#### [Directions]
Look through the entries below and report every line that has "illuminated".

(Point localization data)
● ● ● ●
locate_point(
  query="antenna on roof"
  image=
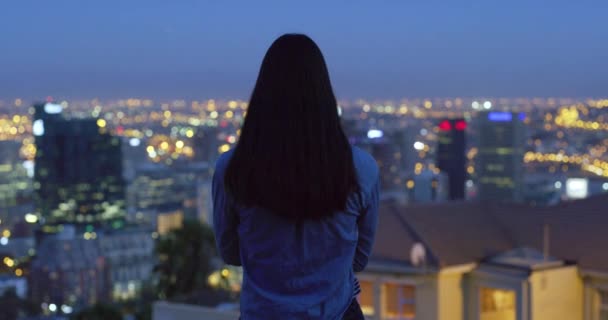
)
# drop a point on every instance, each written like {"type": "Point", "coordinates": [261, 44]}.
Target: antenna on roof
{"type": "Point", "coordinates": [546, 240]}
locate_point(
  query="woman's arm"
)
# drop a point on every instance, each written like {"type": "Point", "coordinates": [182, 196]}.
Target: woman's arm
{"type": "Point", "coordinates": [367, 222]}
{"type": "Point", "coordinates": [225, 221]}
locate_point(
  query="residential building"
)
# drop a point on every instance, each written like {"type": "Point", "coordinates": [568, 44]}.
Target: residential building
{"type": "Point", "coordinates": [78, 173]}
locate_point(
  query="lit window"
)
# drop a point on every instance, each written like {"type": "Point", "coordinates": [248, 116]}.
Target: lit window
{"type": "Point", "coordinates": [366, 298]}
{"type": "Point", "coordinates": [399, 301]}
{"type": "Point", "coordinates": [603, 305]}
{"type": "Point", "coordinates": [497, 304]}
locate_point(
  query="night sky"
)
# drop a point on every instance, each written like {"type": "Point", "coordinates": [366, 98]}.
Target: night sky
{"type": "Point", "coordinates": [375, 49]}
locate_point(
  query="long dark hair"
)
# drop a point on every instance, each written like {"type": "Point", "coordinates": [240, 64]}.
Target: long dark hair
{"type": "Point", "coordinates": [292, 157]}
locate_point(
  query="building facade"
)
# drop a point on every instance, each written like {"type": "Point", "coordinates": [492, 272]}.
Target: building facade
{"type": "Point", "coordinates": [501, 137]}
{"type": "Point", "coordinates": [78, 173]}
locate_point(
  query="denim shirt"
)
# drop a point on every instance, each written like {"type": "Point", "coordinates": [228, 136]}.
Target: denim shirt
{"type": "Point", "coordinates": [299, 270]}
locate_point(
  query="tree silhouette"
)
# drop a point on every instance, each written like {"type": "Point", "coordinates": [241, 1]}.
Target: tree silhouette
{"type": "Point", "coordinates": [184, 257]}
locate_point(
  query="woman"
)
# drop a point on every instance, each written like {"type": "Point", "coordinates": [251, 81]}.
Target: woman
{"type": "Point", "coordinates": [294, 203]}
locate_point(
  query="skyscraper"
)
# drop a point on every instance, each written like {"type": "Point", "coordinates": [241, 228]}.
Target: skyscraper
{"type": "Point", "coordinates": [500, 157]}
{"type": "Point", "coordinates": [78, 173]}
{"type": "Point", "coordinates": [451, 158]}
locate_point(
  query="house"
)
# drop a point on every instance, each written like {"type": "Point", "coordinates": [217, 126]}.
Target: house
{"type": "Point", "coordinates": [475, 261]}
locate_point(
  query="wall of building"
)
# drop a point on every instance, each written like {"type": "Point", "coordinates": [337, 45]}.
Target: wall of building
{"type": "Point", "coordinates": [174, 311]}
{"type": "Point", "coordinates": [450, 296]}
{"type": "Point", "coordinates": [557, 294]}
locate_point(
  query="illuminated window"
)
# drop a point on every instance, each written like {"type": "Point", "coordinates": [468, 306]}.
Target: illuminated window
● ● ● ●
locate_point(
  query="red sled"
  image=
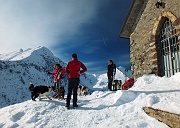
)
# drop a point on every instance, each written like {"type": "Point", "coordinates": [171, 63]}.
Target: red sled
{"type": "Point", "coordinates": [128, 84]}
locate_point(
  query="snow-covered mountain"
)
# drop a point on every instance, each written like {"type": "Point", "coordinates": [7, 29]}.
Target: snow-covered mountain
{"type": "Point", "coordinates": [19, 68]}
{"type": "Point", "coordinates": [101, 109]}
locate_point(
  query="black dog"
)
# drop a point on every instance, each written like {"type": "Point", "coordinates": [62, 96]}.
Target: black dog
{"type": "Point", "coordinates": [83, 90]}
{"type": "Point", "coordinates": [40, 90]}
● ● ● ●
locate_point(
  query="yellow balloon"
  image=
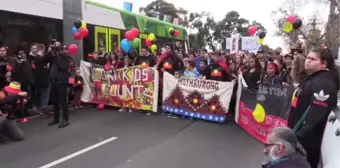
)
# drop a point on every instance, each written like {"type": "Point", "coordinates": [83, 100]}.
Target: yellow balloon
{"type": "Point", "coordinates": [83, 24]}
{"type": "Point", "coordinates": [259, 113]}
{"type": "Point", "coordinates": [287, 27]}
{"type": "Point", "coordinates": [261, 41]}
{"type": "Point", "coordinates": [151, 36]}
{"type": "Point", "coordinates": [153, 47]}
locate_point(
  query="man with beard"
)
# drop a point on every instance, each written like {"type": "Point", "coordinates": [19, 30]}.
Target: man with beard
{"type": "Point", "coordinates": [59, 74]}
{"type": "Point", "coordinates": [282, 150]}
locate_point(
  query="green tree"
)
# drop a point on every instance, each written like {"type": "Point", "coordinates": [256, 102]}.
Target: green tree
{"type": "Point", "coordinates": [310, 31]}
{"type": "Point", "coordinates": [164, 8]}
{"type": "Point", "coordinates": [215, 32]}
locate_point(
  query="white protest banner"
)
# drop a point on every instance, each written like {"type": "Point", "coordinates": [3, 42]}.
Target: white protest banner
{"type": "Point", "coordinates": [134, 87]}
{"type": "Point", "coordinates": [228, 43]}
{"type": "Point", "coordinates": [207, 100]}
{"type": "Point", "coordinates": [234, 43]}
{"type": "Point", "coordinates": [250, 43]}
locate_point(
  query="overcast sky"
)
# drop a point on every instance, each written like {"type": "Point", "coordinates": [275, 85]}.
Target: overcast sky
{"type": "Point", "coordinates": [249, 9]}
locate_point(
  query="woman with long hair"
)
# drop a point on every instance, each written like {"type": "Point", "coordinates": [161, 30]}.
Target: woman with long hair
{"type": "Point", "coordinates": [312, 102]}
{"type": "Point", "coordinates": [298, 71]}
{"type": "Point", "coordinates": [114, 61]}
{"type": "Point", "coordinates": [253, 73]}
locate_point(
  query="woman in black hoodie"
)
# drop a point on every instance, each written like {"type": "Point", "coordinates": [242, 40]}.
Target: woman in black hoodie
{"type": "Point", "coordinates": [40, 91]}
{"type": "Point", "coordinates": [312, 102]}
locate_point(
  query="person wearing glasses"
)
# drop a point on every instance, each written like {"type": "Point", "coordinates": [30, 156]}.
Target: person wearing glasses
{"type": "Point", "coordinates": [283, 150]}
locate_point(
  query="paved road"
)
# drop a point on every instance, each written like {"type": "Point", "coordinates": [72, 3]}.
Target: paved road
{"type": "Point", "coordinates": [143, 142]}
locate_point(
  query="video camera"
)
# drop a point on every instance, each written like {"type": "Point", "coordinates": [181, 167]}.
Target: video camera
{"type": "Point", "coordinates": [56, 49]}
● ● ● ●
#### [Result of this task]
  query="illuminated window"
Target: illuminated window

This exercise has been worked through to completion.